> [Task instructions]
Please copy out the rows below, from their very first line through the line containing "pixel 26 72", and leave the pictures out of your copy.

> [Task input]
╔══
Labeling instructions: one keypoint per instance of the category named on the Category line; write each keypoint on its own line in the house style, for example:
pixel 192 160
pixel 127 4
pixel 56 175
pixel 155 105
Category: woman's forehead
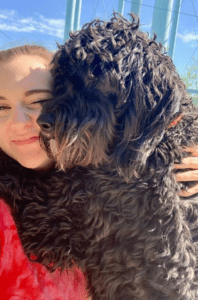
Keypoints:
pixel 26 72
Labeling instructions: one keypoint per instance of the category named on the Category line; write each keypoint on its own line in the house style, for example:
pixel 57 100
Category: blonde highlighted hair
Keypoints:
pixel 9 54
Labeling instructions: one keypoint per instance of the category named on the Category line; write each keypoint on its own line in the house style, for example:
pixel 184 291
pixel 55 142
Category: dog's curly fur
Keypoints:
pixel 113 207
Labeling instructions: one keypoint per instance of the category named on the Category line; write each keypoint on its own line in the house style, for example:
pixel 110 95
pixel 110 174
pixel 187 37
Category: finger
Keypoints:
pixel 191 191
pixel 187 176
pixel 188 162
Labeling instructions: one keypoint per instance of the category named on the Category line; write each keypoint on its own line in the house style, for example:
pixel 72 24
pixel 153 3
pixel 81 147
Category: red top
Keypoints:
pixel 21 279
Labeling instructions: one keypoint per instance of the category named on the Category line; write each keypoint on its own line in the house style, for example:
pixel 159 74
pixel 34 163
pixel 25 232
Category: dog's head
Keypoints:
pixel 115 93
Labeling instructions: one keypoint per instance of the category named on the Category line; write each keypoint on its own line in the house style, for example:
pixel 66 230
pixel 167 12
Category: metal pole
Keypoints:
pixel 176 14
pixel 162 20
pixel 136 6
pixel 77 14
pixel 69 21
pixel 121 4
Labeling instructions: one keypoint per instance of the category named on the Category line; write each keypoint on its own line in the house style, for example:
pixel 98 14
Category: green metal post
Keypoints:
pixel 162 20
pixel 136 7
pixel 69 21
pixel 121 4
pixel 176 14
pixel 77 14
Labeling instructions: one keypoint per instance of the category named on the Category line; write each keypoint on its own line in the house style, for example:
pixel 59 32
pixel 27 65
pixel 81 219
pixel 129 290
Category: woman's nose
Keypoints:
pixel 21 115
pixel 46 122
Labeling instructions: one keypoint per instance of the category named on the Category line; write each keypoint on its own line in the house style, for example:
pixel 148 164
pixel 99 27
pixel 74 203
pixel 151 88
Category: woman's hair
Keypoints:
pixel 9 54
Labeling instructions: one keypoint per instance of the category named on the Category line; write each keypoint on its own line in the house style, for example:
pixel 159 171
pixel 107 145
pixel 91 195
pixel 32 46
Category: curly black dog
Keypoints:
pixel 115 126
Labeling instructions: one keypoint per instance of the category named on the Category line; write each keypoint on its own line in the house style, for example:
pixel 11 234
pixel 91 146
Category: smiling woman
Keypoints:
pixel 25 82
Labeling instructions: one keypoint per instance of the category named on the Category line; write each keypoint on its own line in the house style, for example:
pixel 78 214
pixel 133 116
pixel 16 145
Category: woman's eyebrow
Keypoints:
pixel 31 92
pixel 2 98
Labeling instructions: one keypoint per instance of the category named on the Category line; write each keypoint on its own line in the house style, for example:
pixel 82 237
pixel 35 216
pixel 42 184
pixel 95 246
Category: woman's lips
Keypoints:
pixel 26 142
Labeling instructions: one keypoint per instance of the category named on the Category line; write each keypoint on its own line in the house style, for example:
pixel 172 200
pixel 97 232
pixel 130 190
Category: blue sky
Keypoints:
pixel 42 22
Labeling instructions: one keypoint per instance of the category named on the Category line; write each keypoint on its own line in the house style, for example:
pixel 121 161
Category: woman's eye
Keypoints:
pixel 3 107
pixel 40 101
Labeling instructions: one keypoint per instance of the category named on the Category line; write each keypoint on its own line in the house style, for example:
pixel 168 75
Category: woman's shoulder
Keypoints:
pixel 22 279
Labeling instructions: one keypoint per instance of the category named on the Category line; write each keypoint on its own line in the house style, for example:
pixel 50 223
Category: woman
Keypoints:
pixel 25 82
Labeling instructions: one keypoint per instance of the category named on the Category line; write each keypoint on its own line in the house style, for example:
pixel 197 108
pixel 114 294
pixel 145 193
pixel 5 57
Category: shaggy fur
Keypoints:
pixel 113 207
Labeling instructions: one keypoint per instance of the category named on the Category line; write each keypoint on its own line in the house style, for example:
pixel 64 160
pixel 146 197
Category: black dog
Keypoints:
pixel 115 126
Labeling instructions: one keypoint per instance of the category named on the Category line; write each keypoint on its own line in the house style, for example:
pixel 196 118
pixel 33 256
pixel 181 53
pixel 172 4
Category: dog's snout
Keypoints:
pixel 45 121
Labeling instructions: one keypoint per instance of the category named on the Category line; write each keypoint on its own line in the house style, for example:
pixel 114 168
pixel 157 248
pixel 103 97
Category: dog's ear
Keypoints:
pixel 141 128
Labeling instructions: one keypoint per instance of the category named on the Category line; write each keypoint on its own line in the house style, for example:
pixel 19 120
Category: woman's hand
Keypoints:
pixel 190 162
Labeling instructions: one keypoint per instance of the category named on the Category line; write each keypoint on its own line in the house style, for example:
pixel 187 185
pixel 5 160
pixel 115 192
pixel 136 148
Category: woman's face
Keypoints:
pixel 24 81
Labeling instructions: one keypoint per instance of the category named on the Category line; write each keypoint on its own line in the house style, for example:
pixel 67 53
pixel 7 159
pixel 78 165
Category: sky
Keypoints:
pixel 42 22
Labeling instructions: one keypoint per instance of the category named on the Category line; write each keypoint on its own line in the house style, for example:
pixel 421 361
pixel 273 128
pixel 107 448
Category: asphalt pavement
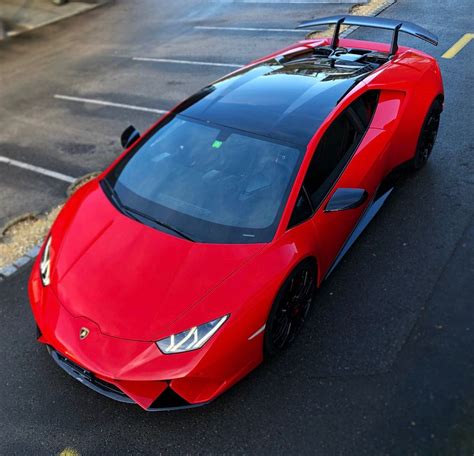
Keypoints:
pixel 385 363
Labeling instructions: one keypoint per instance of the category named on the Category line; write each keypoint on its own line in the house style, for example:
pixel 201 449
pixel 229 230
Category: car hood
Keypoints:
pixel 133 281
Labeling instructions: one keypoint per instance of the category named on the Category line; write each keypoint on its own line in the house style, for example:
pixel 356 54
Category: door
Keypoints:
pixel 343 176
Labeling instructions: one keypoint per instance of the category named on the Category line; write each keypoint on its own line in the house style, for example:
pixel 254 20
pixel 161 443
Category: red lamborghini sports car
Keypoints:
╚══
> [Response to this task]
Labeling instructions: one keypoint per instance of the category named on the Category line; write each keypoint on its own line in the house style, for example:
pixel 192 160
pixel 127 4
pixel 56 175
pixel 155 105
Category: woman's forehead
Keypoints:
pixel 26 72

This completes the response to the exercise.